►

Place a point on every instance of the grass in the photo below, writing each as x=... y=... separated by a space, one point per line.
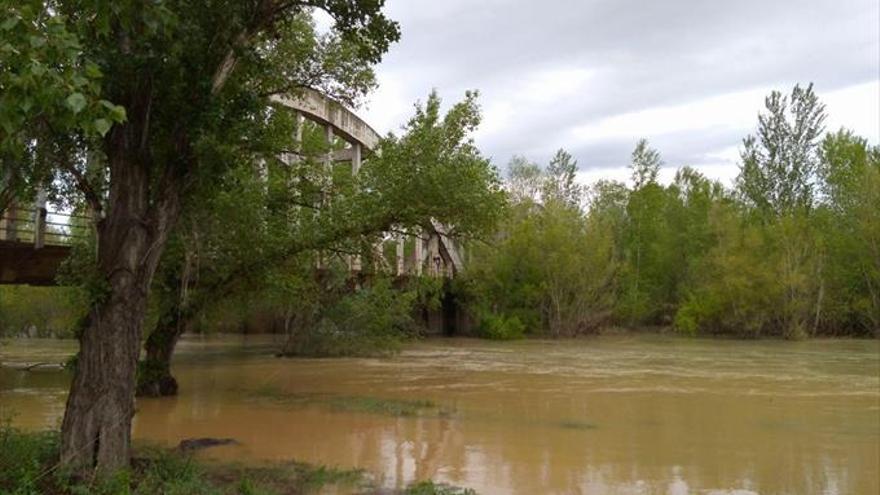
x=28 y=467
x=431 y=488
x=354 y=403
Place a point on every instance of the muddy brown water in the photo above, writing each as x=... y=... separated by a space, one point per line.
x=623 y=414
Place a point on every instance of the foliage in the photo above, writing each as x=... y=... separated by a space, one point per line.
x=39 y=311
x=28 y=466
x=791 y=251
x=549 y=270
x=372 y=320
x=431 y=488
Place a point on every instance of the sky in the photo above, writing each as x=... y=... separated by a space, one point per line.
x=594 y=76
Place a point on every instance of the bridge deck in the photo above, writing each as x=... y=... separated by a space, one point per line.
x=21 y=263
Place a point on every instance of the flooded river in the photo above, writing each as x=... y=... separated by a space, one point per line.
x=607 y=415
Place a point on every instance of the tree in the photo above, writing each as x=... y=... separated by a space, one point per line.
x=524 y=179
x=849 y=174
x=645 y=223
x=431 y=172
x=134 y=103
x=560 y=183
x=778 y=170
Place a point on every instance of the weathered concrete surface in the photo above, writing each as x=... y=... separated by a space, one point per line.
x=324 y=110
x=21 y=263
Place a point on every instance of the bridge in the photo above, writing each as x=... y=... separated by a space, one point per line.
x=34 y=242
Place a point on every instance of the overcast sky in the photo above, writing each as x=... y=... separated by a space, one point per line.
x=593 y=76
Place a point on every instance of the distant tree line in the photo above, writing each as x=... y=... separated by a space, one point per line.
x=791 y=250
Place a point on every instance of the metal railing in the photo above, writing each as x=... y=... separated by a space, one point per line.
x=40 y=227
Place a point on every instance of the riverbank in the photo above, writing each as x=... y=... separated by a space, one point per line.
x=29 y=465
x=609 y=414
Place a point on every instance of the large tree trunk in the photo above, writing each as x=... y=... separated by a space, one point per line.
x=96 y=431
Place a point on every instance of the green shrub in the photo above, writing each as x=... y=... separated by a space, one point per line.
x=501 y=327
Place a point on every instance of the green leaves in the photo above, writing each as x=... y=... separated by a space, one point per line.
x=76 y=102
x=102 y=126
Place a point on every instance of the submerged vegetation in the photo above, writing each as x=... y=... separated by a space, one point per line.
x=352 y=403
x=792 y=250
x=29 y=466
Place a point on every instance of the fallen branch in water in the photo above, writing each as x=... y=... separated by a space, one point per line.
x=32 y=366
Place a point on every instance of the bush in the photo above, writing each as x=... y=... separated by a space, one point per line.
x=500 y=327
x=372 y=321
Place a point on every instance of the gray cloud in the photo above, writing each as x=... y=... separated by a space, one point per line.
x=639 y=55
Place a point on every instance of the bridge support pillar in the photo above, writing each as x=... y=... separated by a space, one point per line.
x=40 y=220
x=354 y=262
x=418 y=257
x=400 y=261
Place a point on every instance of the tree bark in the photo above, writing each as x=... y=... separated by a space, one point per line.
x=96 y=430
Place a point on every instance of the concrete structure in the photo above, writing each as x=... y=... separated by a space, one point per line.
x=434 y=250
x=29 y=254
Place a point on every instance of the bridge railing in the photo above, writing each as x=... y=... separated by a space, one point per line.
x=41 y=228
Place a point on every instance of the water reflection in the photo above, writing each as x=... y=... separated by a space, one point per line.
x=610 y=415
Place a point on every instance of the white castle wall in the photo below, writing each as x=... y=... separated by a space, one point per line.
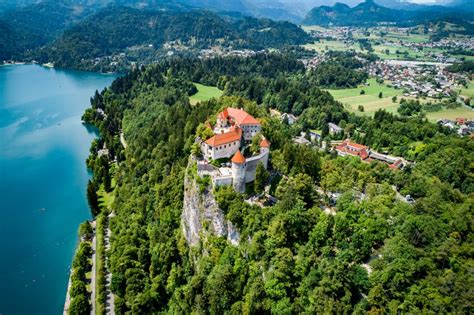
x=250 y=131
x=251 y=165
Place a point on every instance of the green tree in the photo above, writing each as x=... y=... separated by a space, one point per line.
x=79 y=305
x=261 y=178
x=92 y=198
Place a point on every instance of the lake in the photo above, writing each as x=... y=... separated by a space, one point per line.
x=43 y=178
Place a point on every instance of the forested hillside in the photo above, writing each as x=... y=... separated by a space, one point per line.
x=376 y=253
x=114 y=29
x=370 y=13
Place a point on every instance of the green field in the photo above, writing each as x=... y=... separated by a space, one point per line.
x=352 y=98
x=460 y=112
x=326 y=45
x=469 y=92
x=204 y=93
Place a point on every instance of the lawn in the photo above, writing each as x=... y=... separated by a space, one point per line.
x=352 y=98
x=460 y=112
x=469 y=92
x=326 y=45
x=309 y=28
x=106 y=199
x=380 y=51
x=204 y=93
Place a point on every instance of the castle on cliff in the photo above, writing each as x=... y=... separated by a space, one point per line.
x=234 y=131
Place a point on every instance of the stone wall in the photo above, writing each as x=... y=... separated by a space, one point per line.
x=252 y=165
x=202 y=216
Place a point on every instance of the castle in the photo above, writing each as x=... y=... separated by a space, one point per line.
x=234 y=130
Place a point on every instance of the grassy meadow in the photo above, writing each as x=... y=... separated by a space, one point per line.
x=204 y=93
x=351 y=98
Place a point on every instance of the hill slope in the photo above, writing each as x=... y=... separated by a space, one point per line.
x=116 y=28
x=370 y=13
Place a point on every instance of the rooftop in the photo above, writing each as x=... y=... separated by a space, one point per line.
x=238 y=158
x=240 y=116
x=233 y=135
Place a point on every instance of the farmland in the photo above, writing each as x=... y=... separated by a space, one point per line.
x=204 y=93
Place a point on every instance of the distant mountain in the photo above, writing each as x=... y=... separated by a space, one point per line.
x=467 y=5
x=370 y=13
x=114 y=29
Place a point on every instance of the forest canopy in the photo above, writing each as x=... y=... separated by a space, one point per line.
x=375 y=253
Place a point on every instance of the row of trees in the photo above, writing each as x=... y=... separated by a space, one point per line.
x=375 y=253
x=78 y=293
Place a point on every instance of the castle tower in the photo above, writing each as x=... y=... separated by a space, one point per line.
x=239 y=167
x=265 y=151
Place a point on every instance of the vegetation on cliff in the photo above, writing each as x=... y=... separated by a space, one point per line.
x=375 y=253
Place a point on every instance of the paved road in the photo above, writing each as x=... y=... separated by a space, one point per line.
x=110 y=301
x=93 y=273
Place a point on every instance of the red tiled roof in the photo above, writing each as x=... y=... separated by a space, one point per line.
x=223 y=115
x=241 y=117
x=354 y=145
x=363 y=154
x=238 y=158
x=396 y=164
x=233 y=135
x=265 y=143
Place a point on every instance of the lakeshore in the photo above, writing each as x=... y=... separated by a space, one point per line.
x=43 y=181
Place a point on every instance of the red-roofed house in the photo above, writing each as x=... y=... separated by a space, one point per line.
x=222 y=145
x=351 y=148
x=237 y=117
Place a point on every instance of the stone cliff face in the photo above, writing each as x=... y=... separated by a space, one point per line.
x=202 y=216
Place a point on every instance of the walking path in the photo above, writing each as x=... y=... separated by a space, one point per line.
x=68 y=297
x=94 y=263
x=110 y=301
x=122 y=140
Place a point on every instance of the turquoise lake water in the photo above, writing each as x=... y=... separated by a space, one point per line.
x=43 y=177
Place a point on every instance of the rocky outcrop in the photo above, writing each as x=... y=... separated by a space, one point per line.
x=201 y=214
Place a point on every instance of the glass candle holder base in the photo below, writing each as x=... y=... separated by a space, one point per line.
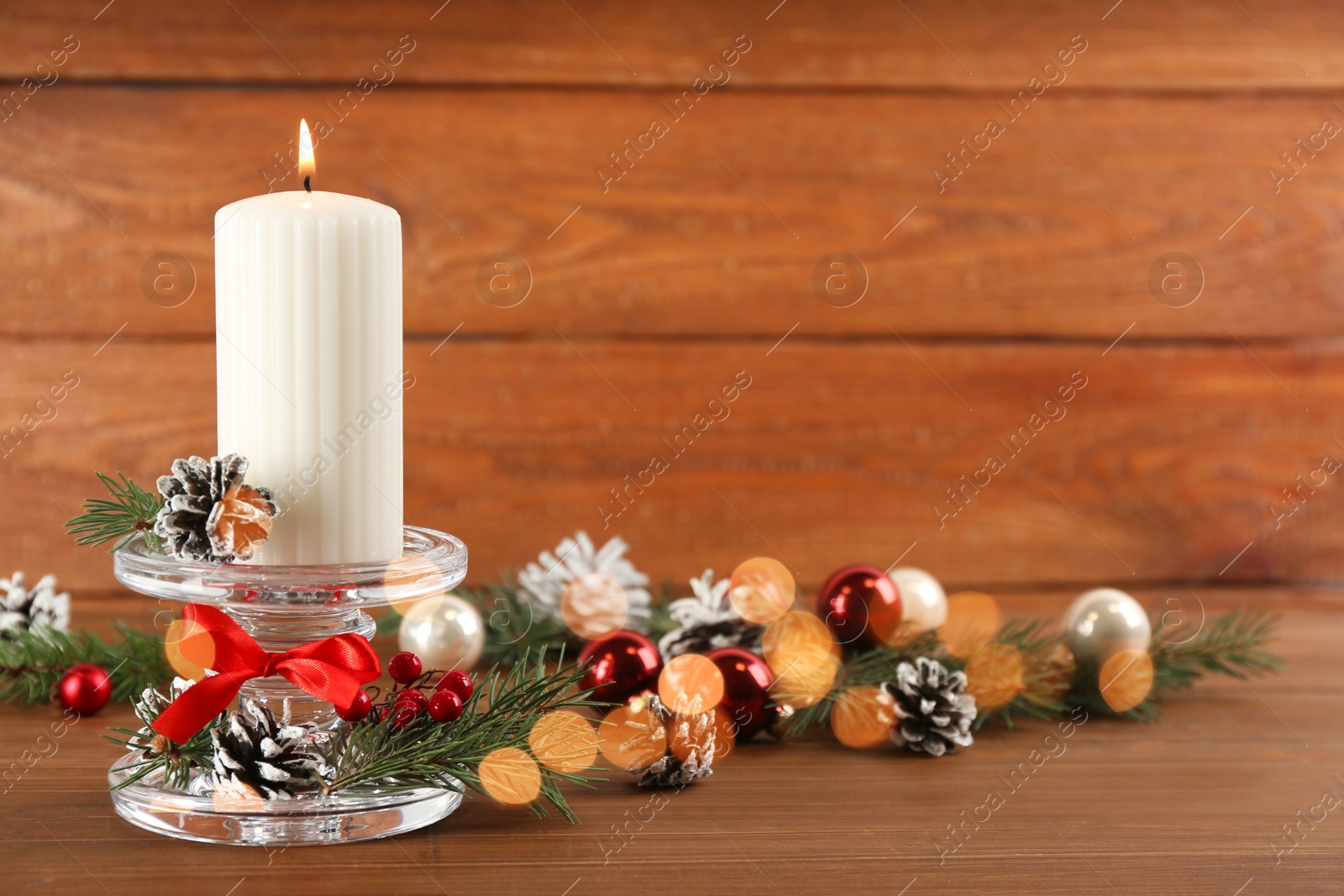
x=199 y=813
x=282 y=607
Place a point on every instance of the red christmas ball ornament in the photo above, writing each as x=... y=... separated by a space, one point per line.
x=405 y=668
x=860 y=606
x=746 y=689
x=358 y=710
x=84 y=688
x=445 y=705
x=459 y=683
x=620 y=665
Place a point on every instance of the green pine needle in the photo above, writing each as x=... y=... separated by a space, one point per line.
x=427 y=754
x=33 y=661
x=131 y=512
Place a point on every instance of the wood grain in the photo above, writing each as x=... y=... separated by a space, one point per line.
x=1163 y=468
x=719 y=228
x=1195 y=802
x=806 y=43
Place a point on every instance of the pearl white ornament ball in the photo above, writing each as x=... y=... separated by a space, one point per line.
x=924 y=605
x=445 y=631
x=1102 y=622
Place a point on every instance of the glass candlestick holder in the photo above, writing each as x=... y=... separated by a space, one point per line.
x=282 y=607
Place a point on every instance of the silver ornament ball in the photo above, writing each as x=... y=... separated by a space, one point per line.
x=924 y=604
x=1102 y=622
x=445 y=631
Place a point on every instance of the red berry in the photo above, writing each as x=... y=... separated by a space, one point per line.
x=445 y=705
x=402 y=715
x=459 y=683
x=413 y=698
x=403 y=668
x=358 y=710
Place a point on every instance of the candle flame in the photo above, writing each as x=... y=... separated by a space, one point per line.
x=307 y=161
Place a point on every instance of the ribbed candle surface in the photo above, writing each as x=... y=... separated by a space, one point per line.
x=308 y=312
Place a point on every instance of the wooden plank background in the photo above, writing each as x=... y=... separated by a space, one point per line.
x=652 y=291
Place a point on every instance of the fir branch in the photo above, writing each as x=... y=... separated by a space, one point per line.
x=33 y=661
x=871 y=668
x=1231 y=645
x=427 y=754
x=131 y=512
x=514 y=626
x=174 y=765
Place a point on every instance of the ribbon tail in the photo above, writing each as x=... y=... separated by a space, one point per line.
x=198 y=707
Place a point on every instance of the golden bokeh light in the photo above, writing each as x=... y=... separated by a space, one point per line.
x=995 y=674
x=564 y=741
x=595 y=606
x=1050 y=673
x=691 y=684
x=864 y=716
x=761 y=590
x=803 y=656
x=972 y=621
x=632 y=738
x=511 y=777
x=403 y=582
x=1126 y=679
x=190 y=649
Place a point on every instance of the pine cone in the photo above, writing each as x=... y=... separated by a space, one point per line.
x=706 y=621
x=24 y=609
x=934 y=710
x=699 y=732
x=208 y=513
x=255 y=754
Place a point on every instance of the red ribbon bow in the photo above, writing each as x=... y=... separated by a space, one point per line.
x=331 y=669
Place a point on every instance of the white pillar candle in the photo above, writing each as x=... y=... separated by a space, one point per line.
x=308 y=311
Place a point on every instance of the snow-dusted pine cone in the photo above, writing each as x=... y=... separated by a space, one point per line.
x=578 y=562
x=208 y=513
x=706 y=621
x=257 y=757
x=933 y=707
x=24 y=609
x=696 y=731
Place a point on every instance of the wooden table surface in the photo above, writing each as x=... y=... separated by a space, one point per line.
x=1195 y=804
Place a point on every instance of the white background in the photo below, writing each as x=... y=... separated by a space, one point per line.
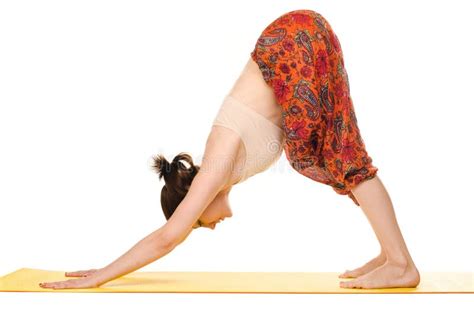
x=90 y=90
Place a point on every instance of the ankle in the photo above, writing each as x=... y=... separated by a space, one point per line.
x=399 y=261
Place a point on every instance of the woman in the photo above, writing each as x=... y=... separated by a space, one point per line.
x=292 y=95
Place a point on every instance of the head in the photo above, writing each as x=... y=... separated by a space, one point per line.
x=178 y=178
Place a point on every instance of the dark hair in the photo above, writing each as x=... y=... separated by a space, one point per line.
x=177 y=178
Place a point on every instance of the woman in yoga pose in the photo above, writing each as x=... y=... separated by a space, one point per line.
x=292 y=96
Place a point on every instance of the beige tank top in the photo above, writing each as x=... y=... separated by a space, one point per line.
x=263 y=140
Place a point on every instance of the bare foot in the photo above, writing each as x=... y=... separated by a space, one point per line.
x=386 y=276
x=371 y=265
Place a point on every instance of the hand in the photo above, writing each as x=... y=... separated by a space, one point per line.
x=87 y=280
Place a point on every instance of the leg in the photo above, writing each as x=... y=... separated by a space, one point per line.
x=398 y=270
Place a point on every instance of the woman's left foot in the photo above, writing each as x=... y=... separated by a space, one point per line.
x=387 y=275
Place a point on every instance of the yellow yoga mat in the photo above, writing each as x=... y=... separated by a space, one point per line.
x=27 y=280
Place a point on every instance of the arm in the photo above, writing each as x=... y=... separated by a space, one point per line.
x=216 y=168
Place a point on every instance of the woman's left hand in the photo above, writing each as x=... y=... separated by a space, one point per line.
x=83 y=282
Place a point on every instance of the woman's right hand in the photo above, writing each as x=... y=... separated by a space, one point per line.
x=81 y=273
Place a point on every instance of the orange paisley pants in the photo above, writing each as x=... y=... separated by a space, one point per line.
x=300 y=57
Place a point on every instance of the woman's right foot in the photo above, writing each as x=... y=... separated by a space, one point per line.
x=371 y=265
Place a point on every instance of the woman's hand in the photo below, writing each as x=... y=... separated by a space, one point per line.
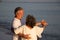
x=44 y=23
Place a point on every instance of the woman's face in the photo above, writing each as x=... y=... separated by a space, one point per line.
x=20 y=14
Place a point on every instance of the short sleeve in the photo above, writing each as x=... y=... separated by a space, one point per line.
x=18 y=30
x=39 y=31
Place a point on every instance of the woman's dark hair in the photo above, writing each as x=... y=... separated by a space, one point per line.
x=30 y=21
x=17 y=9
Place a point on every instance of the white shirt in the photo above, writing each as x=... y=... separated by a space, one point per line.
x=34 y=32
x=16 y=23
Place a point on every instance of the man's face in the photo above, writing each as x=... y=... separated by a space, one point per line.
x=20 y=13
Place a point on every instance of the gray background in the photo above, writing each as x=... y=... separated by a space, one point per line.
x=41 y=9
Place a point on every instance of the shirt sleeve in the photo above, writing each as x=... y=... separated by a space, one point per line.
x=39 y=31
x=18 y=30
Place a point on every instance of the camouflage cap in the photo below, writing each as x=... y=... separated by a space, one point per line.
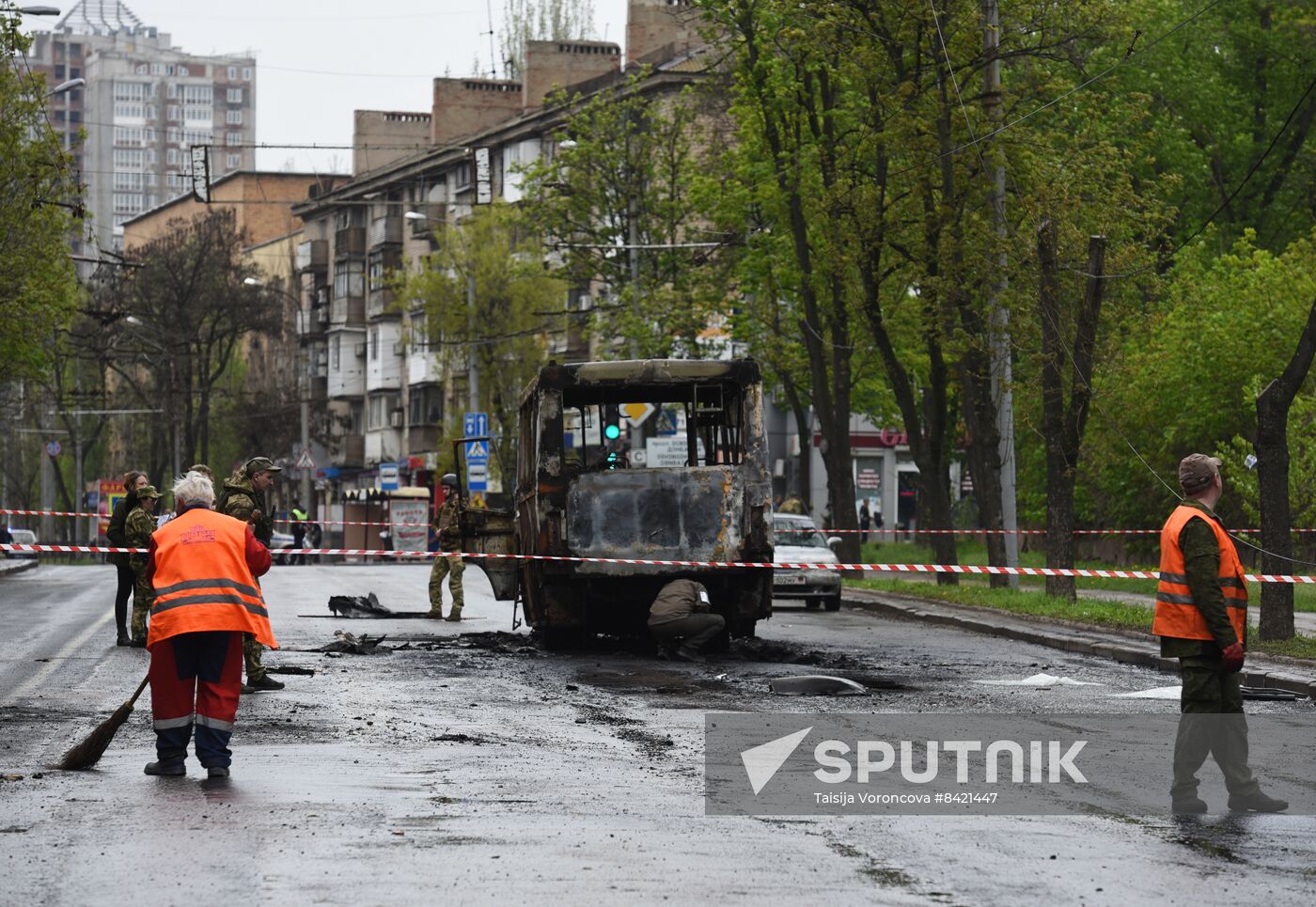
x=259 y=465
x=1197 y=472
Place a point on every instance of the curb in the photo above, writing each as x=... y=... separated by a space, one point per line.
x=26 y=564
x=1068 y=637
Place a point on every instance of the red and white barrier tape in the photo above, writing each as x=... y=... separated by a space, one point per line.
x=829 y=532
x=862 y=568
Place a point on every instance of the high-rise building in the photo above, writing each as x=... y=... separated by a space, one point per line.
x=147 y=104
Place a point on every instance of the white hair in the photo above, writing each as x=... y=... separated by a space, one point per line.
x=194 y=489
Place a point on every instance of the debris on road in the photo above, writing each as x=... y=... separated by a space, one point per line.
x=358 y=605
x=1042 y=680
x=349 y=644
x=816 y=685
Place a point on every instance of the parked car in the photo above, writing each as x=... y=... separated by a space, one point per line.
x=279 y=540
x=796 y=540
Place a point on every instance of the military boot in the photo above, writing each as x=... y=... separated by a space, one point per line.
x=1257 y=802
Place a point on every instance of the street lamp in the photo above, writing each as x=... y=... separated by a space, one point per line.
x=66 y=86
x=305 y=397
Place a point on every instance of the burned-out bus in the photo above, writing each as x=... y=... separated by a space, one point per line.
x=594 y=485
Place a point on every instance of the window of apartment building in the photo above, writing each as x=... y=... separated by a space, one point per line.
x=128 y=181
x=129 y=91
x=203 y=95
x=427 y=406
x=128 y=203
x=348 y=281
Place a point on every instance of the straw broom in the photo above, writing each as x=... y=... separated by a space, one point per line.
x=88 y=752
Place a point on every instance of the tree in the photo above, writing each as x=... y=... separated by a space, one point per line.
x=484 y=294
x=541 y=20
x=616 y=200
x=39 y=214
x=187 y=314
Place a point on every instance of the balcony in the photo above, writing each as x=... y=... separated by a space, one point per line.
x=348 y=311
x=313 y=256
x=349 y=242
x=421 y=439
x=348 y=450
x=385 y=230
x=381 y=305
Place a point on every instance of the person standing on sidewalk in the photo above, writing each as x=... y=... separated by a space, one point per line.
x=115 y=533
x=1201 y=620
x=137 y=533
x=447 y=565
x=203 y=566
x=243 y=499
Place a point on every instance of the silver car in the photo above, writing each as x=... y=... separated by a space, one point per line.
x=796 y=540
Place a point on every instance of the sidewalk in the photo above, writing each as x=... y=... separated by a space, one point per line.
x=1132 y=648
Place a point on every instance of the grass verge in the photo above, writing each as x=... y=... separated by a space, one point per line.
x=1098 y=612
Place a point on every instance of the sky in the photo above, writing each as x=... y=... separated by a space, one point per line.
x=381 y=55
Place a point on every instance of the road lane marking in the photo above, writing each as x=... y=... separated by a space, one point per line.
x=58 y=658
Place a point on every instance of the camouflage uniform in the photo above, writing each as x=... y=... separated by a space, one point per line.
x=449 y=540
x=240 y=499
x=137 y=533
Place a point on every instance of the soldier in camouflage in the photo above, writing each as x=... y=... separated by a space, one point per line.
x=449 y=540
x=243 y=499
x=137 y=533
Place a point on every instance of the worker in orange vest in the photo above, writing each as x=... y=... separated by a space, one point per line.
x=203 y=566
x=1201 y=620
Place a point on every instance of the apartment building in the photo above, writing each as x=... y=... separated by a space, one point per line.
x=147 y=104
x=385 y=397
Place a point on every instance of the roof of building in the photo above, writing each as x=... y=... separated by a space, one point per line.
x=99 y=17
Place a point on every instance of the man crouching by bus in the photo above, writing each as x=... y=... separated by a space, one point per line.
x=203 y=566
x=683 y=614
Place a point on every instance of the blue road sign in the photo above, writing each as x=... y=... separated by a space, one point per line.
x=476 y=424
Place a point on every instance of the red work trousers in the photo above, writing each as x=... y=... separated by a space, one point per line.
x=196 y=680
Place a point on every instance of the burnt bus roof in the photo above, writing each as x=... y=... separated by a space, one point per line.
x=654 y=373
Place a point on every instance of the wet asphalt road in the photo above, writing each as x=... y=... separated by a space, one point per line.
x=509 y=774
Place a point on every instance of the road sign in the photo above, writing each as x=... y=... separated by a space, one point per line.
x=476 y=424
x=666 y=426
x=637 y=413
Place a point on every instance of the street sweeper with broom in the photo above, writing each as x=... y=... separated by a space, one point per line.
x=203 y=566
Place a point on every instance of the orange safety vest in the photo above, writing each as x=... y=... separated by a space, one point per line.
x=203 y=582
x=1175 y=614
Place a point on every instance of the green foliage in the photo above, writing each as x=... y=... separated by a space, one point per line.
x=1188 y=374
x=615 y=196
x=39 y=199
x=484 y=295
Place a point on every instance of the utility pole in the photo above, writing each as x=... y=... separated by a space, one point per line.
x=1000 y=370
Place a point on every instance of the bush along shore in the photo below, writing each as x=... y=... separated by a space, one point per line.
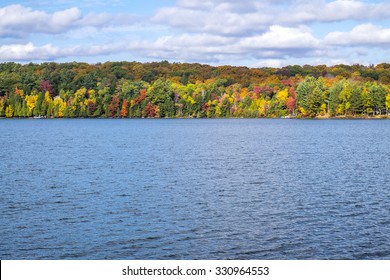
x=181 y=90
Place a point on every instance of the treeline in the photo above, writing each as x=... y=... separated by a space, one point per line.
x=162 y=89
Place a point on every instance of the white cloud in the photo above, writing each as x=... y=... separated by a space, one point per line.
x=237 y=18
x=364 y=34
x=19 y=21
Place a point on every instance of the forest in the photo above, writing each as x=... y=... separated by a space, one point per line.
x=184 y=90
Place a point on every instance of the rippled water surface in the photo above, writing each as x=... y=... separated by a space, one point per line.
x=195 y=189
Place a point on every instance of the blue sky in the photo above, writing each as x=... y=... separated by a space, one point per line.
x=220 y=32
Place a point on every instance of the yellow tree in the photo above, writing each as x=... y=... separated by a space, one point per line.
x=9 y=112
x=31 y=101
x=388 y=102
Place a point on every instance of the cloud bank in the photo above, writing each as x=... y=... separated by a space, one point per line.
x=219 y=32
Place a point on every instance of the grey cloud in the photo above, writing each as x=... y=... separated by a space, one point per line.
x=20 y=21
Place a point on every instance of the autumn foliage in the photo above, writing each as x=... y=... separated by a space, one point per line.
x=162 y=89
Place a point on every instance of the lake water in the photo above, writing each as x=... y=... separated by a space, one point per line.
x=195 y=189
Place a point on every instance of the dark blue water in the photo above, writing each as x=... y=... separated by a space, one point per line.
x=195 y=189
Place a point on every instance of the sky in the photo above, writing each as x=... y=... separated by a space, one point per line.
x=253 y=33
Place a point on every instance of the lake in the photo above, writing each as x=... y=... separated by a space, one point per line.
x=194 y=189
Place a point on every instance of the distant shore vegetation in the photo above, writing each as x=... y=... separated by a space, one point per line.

◄

> OBJECTIVE
Look above for the line containing "Place a point on every instance of the dark blue"; copy from it through the last line, exactly, and nothing more.

> WRITTEN RESPONSE
Place a point on every instance of the dark blue water in the photo above, writing each as x=... y=... separated by a space, one point per line.
x=195 y=189
Place a point on every instance of the sky in the photo above, writing each as x=... y=... separated by a space, one point per line.
x=253 y=33
Place a point on every instance of the lake in the photo above, writing each as x=... y=... separated by a space, one point per line.
x=194 y=189
Place a point on every instance of the distant shore vegetation in the photo above, writing each as x=... y=... separated by a space, one point per line.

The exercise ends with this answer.